Excerpts of location labeling data:
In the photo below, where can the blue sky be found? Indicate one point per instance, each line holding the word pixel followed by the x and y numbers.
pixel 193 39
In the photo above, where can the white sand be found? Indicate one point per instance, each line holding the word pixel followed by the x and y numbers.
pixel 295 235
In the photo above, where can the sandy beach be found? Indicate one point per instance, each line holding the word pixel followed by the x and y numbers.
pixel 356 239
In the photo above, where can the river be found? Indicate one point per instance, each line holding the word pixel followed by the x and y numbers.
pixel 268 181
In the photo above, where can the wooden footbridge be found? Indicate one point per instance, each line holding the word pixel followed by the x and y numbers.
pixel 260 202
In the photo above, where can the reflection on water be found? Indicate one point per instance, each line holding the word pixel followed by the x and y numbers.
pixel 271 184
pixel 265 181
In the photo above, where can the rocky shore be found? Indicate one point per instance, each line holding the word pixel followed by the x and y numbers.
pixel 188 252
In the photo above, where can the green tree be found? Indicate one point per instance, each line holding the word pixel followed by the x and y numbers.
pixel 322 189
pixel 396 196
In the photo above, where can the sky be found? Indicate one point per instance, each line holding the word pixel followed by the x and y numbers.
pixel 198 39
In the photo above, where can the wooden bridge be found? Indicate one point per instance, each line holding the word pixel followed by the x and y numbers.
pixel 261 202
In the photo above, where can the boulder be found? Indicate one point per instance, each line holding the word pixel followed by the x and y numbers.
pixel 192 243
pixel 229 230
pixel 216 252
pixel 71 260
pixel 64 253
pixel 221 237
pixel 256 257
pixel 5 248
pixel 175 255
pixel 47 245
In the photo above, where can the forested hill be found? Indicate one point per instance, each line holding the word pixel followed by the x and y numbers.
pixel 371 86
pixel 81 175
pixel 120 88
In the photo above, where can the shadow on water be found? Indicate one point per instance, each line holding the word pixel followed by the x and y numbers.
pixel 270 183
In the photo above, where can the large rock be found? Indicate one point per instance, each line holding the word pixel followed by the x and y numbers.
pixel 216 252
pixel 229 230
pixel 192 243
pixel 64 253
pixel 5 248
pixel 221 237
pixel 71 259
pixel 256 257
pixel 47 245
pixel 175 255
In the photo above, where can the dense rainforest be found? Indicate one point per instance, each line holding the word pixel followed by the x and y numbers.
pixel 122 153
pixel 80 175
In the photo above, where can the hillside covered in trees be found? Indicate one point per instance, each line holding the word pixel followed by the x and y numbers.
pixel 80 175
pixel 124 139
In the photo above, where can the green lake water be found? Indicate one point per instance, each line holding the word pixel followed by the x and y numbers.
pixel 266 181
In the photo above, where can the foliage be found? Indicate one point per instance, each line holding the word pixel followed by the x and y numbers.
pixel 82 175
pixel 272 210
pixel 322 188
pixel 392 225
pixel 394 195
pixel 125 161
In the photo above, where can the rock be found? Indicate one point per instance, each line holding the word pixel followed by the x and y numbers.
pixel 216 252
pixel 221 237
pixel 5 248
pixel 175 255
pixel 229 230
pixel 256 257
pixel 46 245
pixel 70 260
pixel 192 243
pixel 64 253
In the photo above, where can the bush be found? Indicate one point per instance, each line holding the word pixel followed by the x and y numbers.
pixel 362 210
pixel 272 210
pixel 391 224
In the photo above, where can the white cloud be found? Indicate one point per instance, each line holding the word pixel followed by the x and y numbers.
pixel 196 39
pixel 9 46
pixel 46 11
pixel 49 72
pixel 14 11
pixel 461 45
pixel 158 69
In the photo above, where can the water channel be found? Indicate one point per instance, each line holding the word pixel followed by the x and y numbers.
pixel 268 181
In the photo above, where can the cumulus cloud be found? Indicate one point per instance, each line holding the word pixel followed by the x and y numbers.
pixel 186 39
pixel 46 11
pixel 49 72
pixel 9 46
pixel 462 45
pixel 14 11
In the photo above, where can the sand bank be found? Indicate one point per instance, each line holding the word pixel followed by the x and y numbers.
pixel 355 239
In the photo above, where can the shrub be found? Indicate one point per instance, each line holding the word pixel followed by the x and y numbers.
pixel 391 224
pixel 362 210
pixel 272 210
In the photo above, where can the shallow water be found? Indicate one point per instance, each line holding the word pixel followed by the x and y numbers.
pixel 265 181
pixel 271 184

> [To be done]
Nothing outside the span should appear: transcribe the lines from the one containing "In the photo above, where can the cumulus" through the last line of the records.

> [Exercise solution]
In the photo above, where can the cumulus cloud be found? Indicate one point per instance, each line holding the word pixel followed by the x and y numbers.
pixel 186 39
pixel 46 11
pixel 49 72
pixel 9 46
pixel 462 45
pixel 14 11
In the photo above, where can the sand bank be found? Indicate one point per instance, each line holding the word pixel followed by the x and y numbers.
pixel 355 239
In the photo above, where can the shrub be found? Indicate one point per instance, each line holding the word pixel followed by the x and y numbers.
pixel 391 224
pixel 362 210
pixel 272 210
In the photo above, where can the shallow water be found? Indicate one point per instance, each line holding the word pixel followed by the x and y numbers.
pixel 265 181
pixel 271 184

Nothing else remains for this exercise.